_Objective 1_.
According to the album passage, on what date was Comunicazione Sonora recorded?

_Passage given_.

================================

Studio album by Gruppo Jazz Marca
- Released: 1982 – reissued in 2005
- Recorded: May 9, 1981
- Studios: Harmony Studio, Treviso, Italy
- Genre: Jazz
- Length: 29:22
- Labels: IAF (LP J6001 - 1982) and Arision (CD ARI018 2005)
- Producer: Gianni Efrikian

Roberto Magris chronology
|  | Comunicazione Sonora (1982) | Aria di Città (1983) |

= Comunicazione Sonora =

Comunicazione Sonora is an album by the Gruppo Jazz Marca (Roberto Magris / Franco Testa / Franco Polisseni Trio) released in 1982 on the IAF (International Audio Film) label and reissued in 2005 by the English label Arision.

================================

_Provided records_.
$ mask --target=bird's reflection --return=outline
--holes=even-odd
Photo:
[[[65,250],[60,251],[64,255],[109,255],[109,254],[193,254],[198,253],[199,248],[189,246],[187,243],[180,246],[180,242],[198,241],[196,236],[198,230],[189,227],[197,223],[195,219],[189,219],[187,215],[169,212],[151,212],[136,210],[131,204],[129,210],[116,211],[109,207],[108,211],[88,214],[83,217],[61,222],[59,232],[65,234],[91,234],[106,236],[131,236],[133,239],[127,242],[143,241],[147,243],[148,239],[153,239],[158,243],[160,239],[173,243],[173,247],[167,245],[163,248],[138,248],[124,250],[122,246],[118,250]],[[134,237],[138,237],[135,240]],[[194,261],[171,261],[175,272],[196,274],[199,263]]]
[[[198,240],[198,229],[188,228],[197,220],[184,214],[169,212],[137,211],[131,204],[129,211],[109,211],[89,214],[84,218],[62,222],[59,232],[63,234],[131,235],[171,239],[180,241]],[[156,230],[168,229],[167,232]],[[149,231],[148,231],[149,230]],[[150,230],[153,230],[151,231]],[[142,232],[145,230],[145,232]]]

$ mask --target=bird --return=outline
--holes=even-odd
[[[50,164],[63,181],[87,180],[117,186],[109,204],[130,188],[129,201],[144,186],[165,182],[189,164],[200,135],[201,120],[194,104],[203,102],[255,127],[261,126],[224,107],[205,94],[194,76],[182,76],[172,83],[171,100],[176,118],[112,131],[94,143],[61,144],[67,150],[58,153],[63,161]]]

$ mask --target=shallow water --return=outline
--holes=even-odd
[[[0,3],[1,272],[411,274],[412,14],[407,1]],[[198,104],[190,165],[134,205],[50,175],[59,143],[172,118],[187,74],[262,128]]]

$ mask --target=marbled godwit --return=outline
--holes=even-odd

================================

_Objective 2_.
Copy out the rows word for word, starting at the line containing "--target=marbled godwit --return=outline" and continuing to the end of the rows, including both of those ends.

_Exercise response 1_.
May 9, 1981

_Exercise response 2_.
$ mask --target=marbled godwit --return=outline
--holes=even-odd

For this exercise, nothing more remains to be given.